Pick out every line in the records below that contains the word "come", and copy those lines.

(Stored items)
Content starts

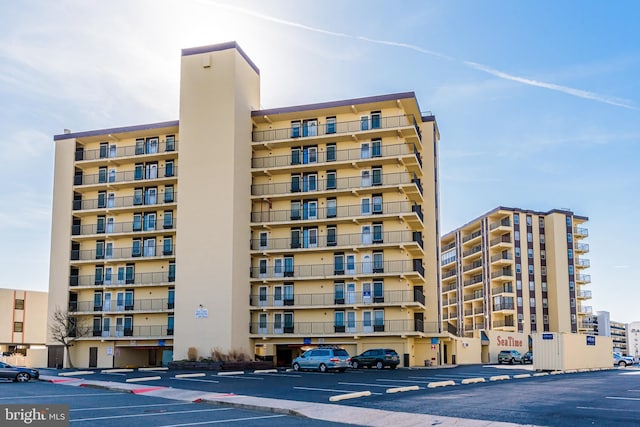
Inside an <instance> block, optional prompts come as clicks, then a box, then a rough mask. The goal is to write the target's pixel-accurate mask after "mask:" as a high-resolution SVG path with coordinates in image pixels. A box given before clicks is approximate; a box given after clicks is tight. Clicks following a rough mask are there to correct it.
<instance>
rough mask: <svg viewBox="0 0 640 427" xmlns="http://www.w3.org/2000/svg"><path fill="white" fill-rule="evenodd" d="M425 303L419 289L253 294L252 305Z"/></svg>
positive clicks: (424, 303) (276, 306) (297, 306)
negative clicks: (391, 290) (393, 290)
mask: <svg viewBox="0 0 640 427" xmlns="http://www.w3.org/2000/svg"><path fill="white" fill-rule="evenodd" d="M414 302H415V303H419V304H422V305H424V304H425V297H424V294H423V293H422V292H421V291H419V290H417V289H414V290H394V291H383V292H381V293H379V294H376V293H375V292H373V293H371V294H369V295H365V294H363V293H362V292H348V291H345V292H343V293H338V294H336V293H335V292H333V293H318V294H294V295H288V296H287V295H282V294H280V295H274V294H262V295H260V294H257V293H254V294H252V295H251V306H252V307H290V308H295V309H299V308H300V307H317V306H336V305H337V306H344V305H347V306H352V305H360V304H363V305H367V304H383V303H384V304H407V303H414Z"/></svg>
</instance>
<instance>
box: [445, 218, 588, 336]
mask: <svg viewBox="0 0 640 427" xmlns="http://www.w3.org/2000/svg"><path fill="white" fill-rule="evenodd" d="M587 220H588V218H586V217H583V216H579V215H575V214H574V213H573V212H570V211H567V210H552V211H549V212H537V211H531V210H523V209H517V208H508V207H498V208H496V209H493V210H492V211H490V212H487V213H485V214H484V215H482V216H480V217H478V218H476V219H474V220H472V221H470V222H469V223H467V224H465V225H463V226H461V227H459V228H458V229H456V230H454V231H451V232H449V233H447V234H446V235H444V236H443V237H442V239H441V242H442V243H441V271H442V318H443V322H445V327H446V328H447V330H448V331H449V332H451V333H452V334H455V335H457V336H460V337H472V336H478V331H501V332H503V335H504V333H505V332H514V333H521V334H530V333H532V332H548V331H550V332H569V333H577V332H582V333H589V332H593V324H592V323H590V322H589V321H588V319H589V316H590V315H591V314H592V308H591V307H590V306H588V305H586V303H587V301H588V300H589V299H590V298H591V291H590V290H587V289H585V288H586V287H587V285H588V284H589V283H590V281H591V278H590V276H589V275H588V274H586V269H587V268H588V267H589V260H588V259H586V258H585V257H584V255H585V254H586V253H587V252H588V251H589V245H588V244H586V243H584V242H583V239H584V238H586V237H587V236H588V230H587V229H586V228H585V227H584V226H583V224H584V223H585V222H586V221H587ZM524 347H525V348H526V345H524Z"/></svg>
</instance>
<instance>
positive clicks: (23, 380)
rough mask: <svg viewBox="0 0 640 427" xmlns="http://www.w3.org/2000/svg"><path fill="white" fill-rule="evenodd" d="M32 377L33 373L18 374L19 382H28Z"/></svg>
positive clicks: (16, 376) (17, 380)
mask: <svg viewBox="0 0 640 427" xmlns="http://www.w3.org/2000/svg"><path fill="white" fill-rule="evenodd" d="M30 379H31V375H29V374H28V373H26V372H19V373H18V375H16V382H19V383H26V382H27V381H29V380H30Z"/></svg>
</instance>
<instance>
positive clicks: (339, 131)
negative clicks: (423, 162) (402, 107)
mask: <svg viewBox="0 0 640 427" xmlns="http://www.w3.org/2000/svg"><path fill="white" fill-rule="evenodd" d="M381 130H387V131H388V132H389V133H394V132H393V131H395V132H400V133H401V134H402V135H403V136H404V137H413V138H417V140H418V141H420V139H421V136H420V128H419V127H418V125H417V123H416V120H415V118H414V117H413V115H412V114H407V115H400V116H385V117H380V118H379V120H376V121H374V120H372V121H371V123H367V126H366V128H365V127H364V126H363V122H362V121H361V120H354V121H347V122H336V123H321V122H317V123H316V126H314V127H307V128H306V129H305V128H304V127H291V126H289V127H285V128H278V129H268V130H256V131H253V136H252V141H253V142H254V143H263V144H262V145H269V144H264V143H267V142H276V141H282V142H291V141H296V142H297V141H300V140H303V139H307V138H319V137H323V138H332V139H335V138H336V136H344V137H348V138H350V137H351V136H352V135H354V134H358V133H371V134H374V135H376V136H381V134H382V133H381Z"/></svg>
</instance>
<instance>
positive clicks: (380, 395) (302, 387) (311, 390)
mask: <svg viewBox="0 0 640 427" xmlns="http://www.w3.org/2000/svg"><path fill="white" fill-rule="evenodd" d="M293 388H294V389H296V390H309V391H326V392H329V393H352V392H354V391H355V390H339V389H334V388H314V387H293ZM371 394H377V395H379V396H381V395H382V393H374V392H371Z"/></svg>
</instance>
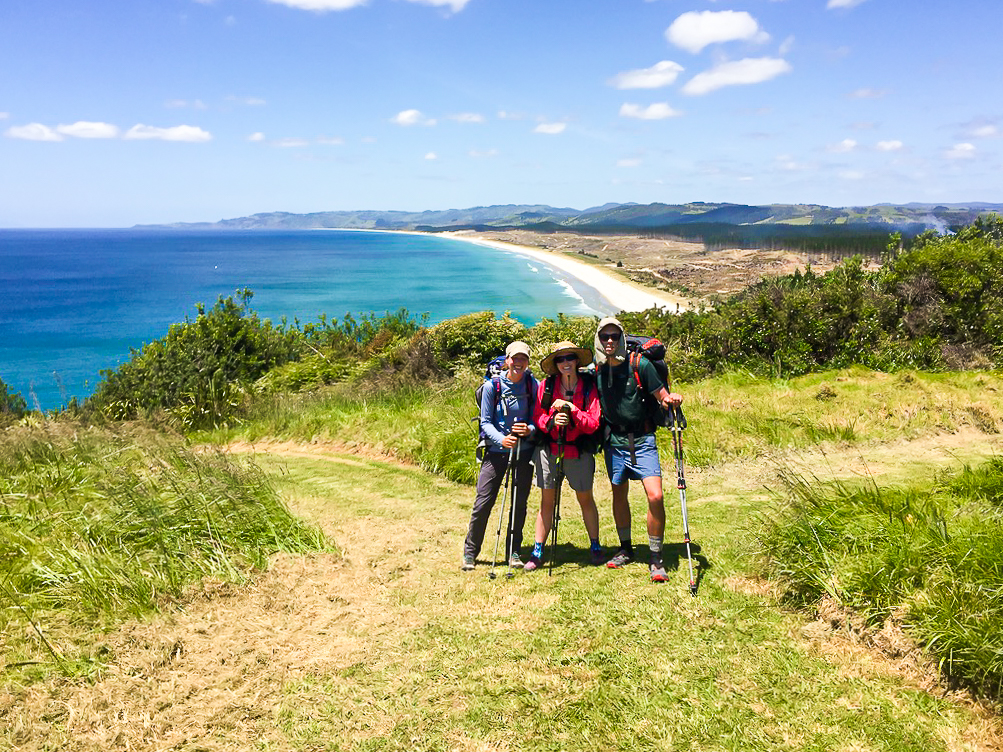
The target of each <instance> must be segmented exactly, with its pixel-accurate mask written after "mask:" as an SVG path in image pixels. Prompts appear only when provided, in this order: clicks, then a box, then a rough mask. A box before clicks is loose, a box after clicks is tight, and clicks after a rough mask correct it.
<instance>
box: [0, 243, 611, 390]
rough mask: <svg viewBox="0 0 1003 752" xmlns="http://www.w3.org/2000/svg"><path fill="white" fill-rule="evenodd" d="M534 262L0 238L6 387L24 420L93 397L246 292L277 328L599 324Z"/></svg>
mask: <svg viewBox="0 0 1003 752" xmlns="http://www.w3.org/2000/svg"><path fill="white" fill-rule="evenodd" d="M572 282H573V280H571V279H570V278H568V277H567V276H566V275H564V273H562V272H560V271H558V270H555V269H552V268H548V267H545V266H544V265H542V264H540V263H539V262H537V261H534V260H530V259H527V258H524V257H519V256H516V255H513V254H509V253H506V252H503V251H496V250H493V249H488V248H483V247H480V246H476V245H473V244H470V243H464V242H460V241H455V240H450V239H445V238H434V237H425V236H412V235H400V234H391V233H356V232H348V231H292V232H266V231H256V232H226V233H221V232H188V231H149V230H0V379H2V380H3V381H4V382H5V383H6V384H7V385H8V387H10V388H12V389H13V390H14V391H17V392H20V393H21V395H22V396H24V397H25V399H27V400H28V404H29V405H30V406H34V405H35V404H36V401H37V404H38V405H39V406H40V407H41V408H42V409H51V408H55V407H58V406H59V405H62V404H65V403H66V401H68V400H69V399H70V398H71V397H74V396H75V397H77V398H79V399H83V398H84V397H86V396H88V395H89V394H90V393H91V392H92V391H93V388H94V386H95V384H96V383H97V381H98V380H99V379H100V371H101V370H102V369H106V368H114V367H115V366H116V365H118V364H119V363H121V362H122V361H123V360H125V359H127V357H128V355H129V350H130V348H138V347H141V346H142V345H143V344H144V343H146V342H149V341H151V340H154V339H157V338H159V337H161V336H163V335H164V334H165V333H166V329H168V326H169V325H170V324H172V323H175V322H179V321H184V319H185V317H186V316H194V315H195V313H196V311H195V306H196V304H197V303H205V304H207V305H212V304H213V303H215V302H216V300H217V298H219V296H221V295H224V296H226V295H232V294H233V293H234V292H235V291H236V290H238V289H240V288H245V287H247V288H250V289H251V290H253V291H254V300H253V301H252V306H253V307H254V309H255V310H256V311H257V312H258V313H259V314H260V315H261V316H262V317H264V318H270V319H272V320H273V321H276V322H277V321H279V319H280V318H281V317H283V316H285V317H286V318H287V319H288V320H290V321H292V320H294V319H299V320H300V321H301V322H303V323H306V322H308V321H315V320H316V319H317V318H318V317H319V316H320V315H321V314H322V313H323V314H327V315H328V317H338V318H340V317H342V316H344V315H345V314H346V313H352V314H359V313H365V312H376V313H380V314H381V313H383V312H384V311H396V310H397V309H399V308H402V307H403V308H406V309H407V310H408V311H409V312H410V313H412V314H421V313H427V314H428V315H429V321H430V322H432V323H434V322H437V321H441V320H443V319H448V318H452V317H455V316H459V315H461V314H464V313H469V312H471V311H487V310H491V311H495V312H496V313H498V314H500V313H504V312H505V311H507V310H508V311H512V312H513V314H514V315H515V316H517V317H518V318H519V319H520V320H522V321H523V322H524V323H526V324H533V323H536V322H537V321H539V320H540V319H541V318H543V317H545V316H549V317H554V316H556V315H557V313H559V312H560V313H566V314H570V315H582V314H593V313H607V312H609V311H610V309H609V308H608V307H606V306H605V304H604V303H603V302H602V301H601V299H600V298H599V297H598V295H596V293H595V291H593V290H590V289H588V288H584V287H582V286H581V285H580V283H577V282H575V283H574V284H575V285H576V287H577V291H576V289H574V288H572V286H571V283H572Z"/></svg>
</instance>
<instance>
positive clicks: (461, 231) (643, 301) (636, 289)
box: [421, 231, 689, 313]
mask: <svg viewBox="0 0 1003 752" xmlns="http://www.w3.org/2000/svg"><path fill="white" fill-rule="evenodd" d="M421 235H437V236H439V237H443V238H452V239H454V240H458V241H464V242H466V243H472V244H474V245H477V246H485V247H487V248H493V249H495V250H497V251H506V252H508V253H511V254H517V255H519V256H525V257H529V258H531V259H535V260H537V261H539V262H541V263H542V264H546V265H548V266H551V267H554V268H556V269H559V270H561V271H562V272H564V273H566V274H567V275H568V276H569V277H571V278H573V279H574V280H577V281H579V282H580V283H582V284H583V285H585V286H587V287H588V288H590V290H593V291H595V292H596V293H597V294H598V295H599V296H600V297H602V298H603V299H604V300H605V301H606V302H608V303H609V304H610V305H611V306H612V307H613V309H614V310H613V311H612V312H611V313H616V312H618V311H645V310H647V309H649V308H668V309H669V310H670V311H677V312H681V311H685V310H687V308H689V301H688V300H687V299H686V298H683V297H682V296H676V295H672V294H670V293H666V292H663V291H661V290H652V289H651V288H646V287H644V286H642V285H638V284H637V283H634V282H629V281H627V280H624V279H621V278H620V277H618V276H616V275H615V274H614V273H613V272H610V271H608V270H605V269H601V268H599V267H595V266H593V265H591V264H586V263H585V262H581V261H578V260H576V259H572V258H569V257H568V256H565V255H564V254H558V253H554V252H551V251H542V250H540V249H536V248H529V247H528V246H518V245H516V244H514V243H504V242H501V241H491V240H487V239H486V238H478V237H476V235H473V234H471V233H470V232H469V231H456V232H444V233H421ZM573 286H574V285H573ZM577 292H579V294H580V295H581V291H577ZM585 297H586V296H583V298H585Z"/></svg>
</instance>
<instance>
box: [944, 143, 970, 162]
mask: <svg viewBox="0 0 1003 752" xmlns="http://www.w3.org/2000/svg"><path fill="white" fill-rule="evenodd" d="M944 156H946V157H947V158H948V159H971V158H973V157H974V156H975V145H974V144H972V143H956V144H954V145H953V146H952V147H951V148H949V149H948V150H947V151H945V152H944Z"/></svg>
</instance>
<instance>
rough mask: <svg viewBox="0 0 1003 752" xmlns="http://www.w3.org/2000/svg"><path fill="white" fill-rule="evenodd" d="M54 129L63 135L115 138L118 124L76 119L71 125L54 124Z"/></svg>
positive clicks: (116, 136)
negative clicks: (71, 124) (89, 121)
mask: <svg viewBox="0 0 1003 752" xmlns="http://www.w3.org/2000/svg"><path fill="white" fill-rule="evenodd" d="M56 130H57V131H58V132H60V133H62V134H63V135H72V136H74V137H76V138H117V137H118V126H117V125H112V124H110V123H107V122H86V121H85V120H78V121H77V122H74V123H73V124H72V125H63V124H59V125H56Z"/></svg>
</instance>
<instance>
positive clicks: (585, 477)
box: [535, 446, 596, 491]
mask: <svg viewBox="0 0 1003 752" xmlns="http://www.w3.org/2000/svg"><path fill="white" fill-rule="evenodd" d="M535 460H536V465H537V485H538V486H539V487H541V488H553V487H554V486H555V485H556V481H557V458H556V457H555V456H554V454H552V453H551V450H550V448H549V447H547V446H540V447H538V448H537V454H536V457H535ZM564 466H565V477H566V478H568V482H569V484H571V487H572V488H574V489H575V490H576V491H591V490H592V478H593V476H594V475H595V474H596V458H595V457H594V456H593V455H592V454H588V453H586V454H582V455H579V456H578V457H575V459H568V458H567V457H565V460H564Z"/></svg>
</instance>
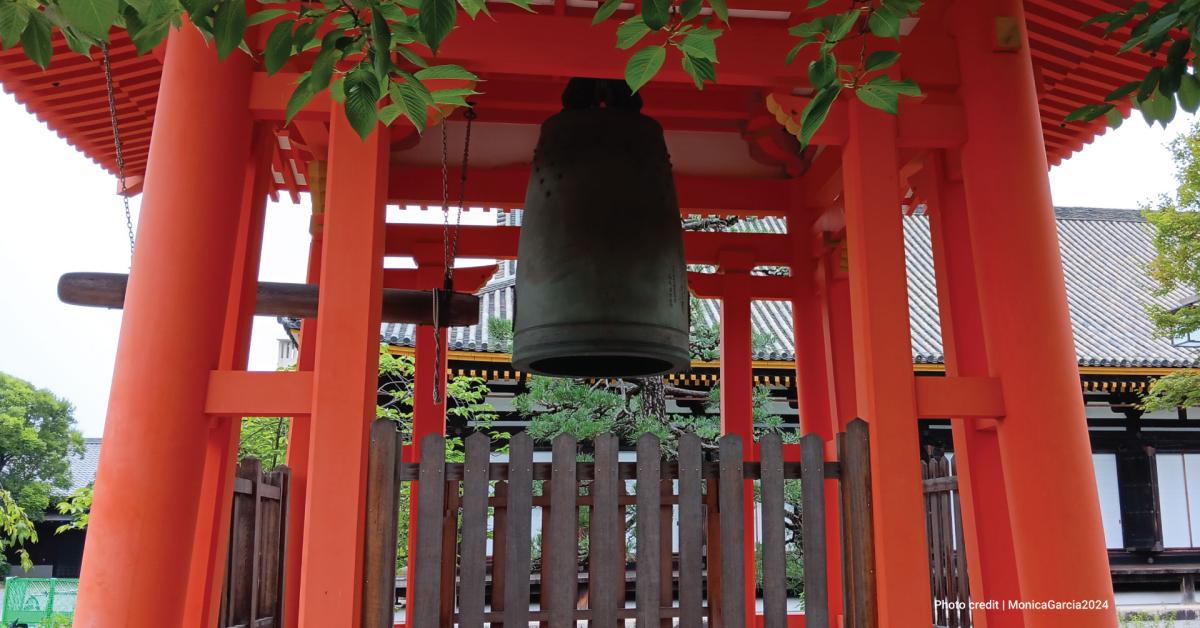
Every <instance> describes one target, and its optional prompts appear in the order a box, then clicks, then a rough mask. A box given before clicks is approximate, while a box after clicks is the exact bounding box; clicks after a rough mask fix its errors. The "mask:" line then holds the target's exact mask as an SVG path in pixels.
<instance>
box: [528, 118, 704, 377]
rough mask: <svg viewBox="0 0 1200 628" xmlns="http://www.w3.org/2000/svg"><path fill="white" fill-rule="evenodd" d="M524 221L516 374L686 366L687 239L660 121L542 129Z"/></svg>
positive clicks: (557, 125)
mask: <svg viewBox="0 0 1200 628" xmlns="http://www.w3.org/2000/svg"><path fill="white" fill-rule="evenodd" d="M522 219H523V220H522V226H521V243H520V250H518V263H517V280H516V307H515V312H514V336H512V364H514V366H516V367H517V369H518V370H522V371H529V372H534V373H540V375H551V376H560V377H644V376H652V375H661V373H665V372H671V371H676V370H680V369H684V367H686V366H688V364H689V345H688V328H689V321H688V274H686V267H685V264H684V252H683V229H682V227H680V219H679V203H678V201H677V198H676V191H674V181H673V179H672V177H671V161H670V156H668V155H667V149H666V142H665V140H664V137H662V127H661V126H660V125H659V124H658V122H656V121H654V120H653V119H650V118H648V116H646V115H642V114H641V113H637V112H634V110H628V109H620V108H588V109H568V110H564V112H562V113H558V114H556V115H553V116H552V118H550V119H548V120H546V122H545V124H542V127H541V137H540V139H539V140H538V149H536V151H535V152H534V160H533V169H532V175H530V178H529V187H528V191H527V192H526V205H524V215H523V216H522Z"/></svg>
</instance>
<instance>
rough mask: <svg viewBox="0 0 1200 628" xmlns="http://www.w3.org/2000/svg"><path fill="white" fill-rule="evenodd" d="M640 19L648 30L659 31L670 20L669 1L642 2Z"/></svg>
mask: <svg viewBox="0 0 1200 628" xmlns="http://www.w3.org/2000/svg"><path fill="white" fill-rule="evenodd" d="M642 19H644V20H646V25H647V26H648V28H649V29H650V30H659V29H661V28H662V26H666V25H667V20H670V19H671V0H642Z"/></svg>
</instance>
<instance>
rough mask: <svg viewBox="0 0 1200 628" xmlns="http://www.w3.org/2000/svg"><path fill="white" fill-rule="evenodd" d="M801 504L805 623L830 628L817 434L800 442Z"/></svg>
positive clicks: (805, 623)
mask: <svg viewBox="0 0 1200 628" xmlns="http://www.w3.org/2000/svg"><path fill="white" fill-rule="evenodd" d="M800 502H802V513H803V515H804V520H803V521H804V522H803V527H804V624H805V626H806V627H808V628H829V576H828V573H827V566H826V548H827V545H826V538H824V536H826V512H824V507H826V502H824V442H823V441H822V439H821V437H820V436H817V435H815V433H810V435H808V436H805V437H804V438H802V439H800Z"/></svg>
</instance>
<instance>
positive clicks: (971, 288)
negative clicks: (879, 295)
mask: <svg viewBox="0 0 1200 628" xmlns="http://www.w3.org/2000/svg"><path fill="white" fill-rule="evenodd" d="M955 156H956V155H955ZM940 162H941V160H931V161H930V162H928V163H926V165H925V168H926V169H928V171H930V172H929V173H928V179H926V180H928V181H929V185H928V186H923V191H924V190H925V189H928V190H929V205H930V211H929V228H930V240H931V243H932V252H934V267H935V270H936V275H937V301H938V313H940V318H941V322H942V347H943V349H942V351H943V353H944V355H946V375H947V376H948V377H959V376H966V377H984V376H988V375H989V372H988V352H986V347H985V346H984V337H983V327H982V323H980V319H979V317H980V311H979V298H978V289H977V286H976V276H974V261H973V258H972V255H971V234H970V229H968V226H967V215H966V199H965V198H964V191H962V184H961V181H946V180H943V171H942V168H941V167H940V166H941V163H940ZM953 431H954V456H955V457H954V462H955V465H956V467H958V476H959V497H960V504H961V506H960V510H961V513H962V534H964V537H965V538H964V545H965V548H966V551H967V561H966V563H967V572H968V574H970V582H971V599H1020V594H1021V591H1020V584H1019V582H1018V578H1016V557H1015V555H1014V550H1013V532H1012V526H1010V525H1009V508H1008V497H1007V495H1006V494H1004V468H1003V465H1002V462H1001V459H1000V442H998V439H997V436H996V430H995V426H994V425H992V426H982V425H979V424H978V423H974V421H966V420H954V421H953ZM973 618H974V622H976V626H978V627H979V628H1000V627H1004V628H1007V627H1019V626H1024V622H1022V620H1021V614H1020V611H1014V610H1008V609H1004V608H1000V609H986V610H983V609H980V610H977V611H974V614H973Z"/></svg>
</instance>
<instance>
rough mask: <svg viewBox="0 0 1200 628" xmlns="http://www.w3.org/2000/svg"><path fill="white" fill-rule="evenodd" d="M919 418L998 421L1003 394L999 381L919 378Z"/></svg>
mask: <svg viewBox="0 0 1200 628" xmlns="http://www.w3.org/2000/svg"><path fill="white" fill-rule="evenodd" d="M916 383H917V415H918V417H920V418H923V419H946V418H952V419H980V418H982V419H998V418H1001V417H1003V415H1004V393H1003V390H1001V387H1000V379H998V378H996V377H917V378H916Z"/></svg>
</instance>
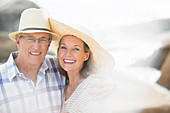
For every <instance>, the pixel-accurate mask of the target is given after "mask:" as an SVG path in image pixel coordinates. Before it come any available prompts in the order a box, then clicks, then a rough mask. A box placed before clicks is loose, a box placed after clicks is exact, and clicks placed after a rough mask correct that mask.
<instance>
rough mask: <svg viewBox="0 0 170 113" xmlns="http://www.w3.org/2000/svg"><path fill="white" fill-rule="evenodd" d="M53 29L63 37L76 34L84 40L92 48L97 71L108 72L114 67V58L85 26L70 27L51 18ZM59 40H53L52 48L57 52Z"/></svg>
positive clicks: (114, 63)
mask: <svg viewBox="0 0 170 113" xmlns="http://www.w3.org/2000/svg"><path fill="white" fill-rule="evenodd" d="M50 22H51V28H52V31H53V32H55V33H56V34H58V35H59V36H60V39H61V37H63V36H65V35H74V36H76V37H78V38H80V39H81V40H83V41H84V42H85V43H86V44H87V45H88V46H89V48H90V51H91V53H92V56H91V57H92V59H93V60H92V61H93V65H94V66H95V69H97V73H106V72H110V71H112V69H113V67H114V64H115V63H114V58H113V56H112V55H111V54H109V53H108V52H107V51H106V50H105V49H104V48H103V47H101V46H100V45H99V44H98V43H97V42H96V41H95V40H94V39H93V38H92V37H93V36H92V35H91V33H90V32H89V31H88V30H87V29H86V28H85V27H83V26H80V25H79V26H78V25H76V27H75V26H74V28H73V27H70V26H68V25H65V24H63V23H61V22H58V21H56V20H54V19H50ZM60 39H59V40H56V41H53V43H52V45H51V46H52V48H53V49H54V50H55V51H56V52H55V53H57V48H58V46H59V41H60Z"/></svg>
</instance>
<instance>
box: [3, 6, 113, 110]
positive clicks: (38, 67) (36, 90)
mask: <svg viewBox="0 0 170 113" xmlns="http://www.w3.org/2000/svg"><path fill="white" fill-rule="evenodd" d="M76 27H77V28H74V27H70V26H67V25H65V24H63V23H60V22H58V21H56V20H54V19H51V18H49V17H48V15H47V13H46V12H45V11H44V10H42V9H34V8H30V9H26V10H25V11H23V13H22V14H21V18H20V24H19V31H17V32H13V33H11V34H9V37H10V38H11V39H12V40H13V41H15V42H16V44H17V47H18V49H19V51H17V52H13V53H11V55H10V56H9V59H8V61H7V62H6V63H5V64H3V65H2V66H1V67H0V87H1V88H0V112H2V113H60V112H62V113H80V112H82V113H104V112H107V113H109V112H110V110H109V106H108V105H107V103H108V99H107V97H109V94H106V91H107V88H108V87H109V86H110V85H109V83H108V82H105V81H103V80H102V79H101V78H100V77H99V76H98V75H101V73H106V72H108V71H109V70H110V69H111V68H112V67H113V65H114V60H113V57H112V56H111V55H110V54H109V53H108V52H107V51H105V50H104V49H103V48H102V47H101V46H100V45H99V44H98V43H97V42H96V41H95V40H93V39H92V38H91V36H90V34H89V32H87V30H86V29H85V28H84V27H82V26H76ZM81 30H83V31H81ZM84 31H86V32H84ZM51 42H52V45H51V46H52V47H53V49H54V50H55V51H57V55H56V56H57V57H53V56H49V55H46V54H47V51H48V48H49V46H50V44H51ZM109 67H111V68H109ZM103 89H104V90H103ZM109 90H110V89H109Z"/></svg>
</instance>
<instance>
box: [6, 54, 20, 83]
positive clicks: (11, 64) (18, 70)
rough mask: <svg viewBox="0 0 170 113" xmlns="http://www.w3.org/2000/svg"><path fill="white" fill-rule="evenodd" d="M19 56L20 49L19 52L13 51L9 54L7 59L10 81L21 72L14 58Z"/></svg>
mask: <svg viewBox="0 0 170 113" xmlns="http://www.w3.org/2000/svg"><path fill="white" fill-rule="evenodd" d="M17 56H18V51H17V52H12V53H11V54H10V56H9V59H8V61H7V73H8V78H9V80H10V81H12V79H13V78H14V77H15V76H16V75H17V74H19V70H18V68H17V66H16V64H15V62H14V59H15V58H16V57H17Z"/></svg>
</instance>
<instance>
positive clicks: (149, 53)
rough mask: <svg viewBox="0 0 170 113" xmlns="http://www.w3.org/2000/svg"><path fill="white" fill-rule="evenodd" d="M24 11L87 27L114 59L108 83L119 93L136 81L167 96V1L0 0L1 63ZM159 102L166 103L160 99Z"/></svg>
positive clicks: (84, 0) (169, 1) (161, 98)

Content ends

RESPONSE AREA:
Inside an <instance> block, optional prompts come as clicks, then a box, then a rough mask. The goal is to write the target's pixel-accurate mask after "mask:" as a high-resolution SVG path with coordinates in image pixels. A box given before clicks is approximate; a box given after clicks is tight. Clicks following a rough mask are there to correct it.
For every <instance>, the pixel-accurate mask of the target is given after "mask:" as an SVG path in image pixel coordinates. Before it come any available prompts in the order a box, then clicks, then a rough mask. A box placed before clicks is loose, a box placed after clicks is exact, and clicks placed after a rough mask correct that mask.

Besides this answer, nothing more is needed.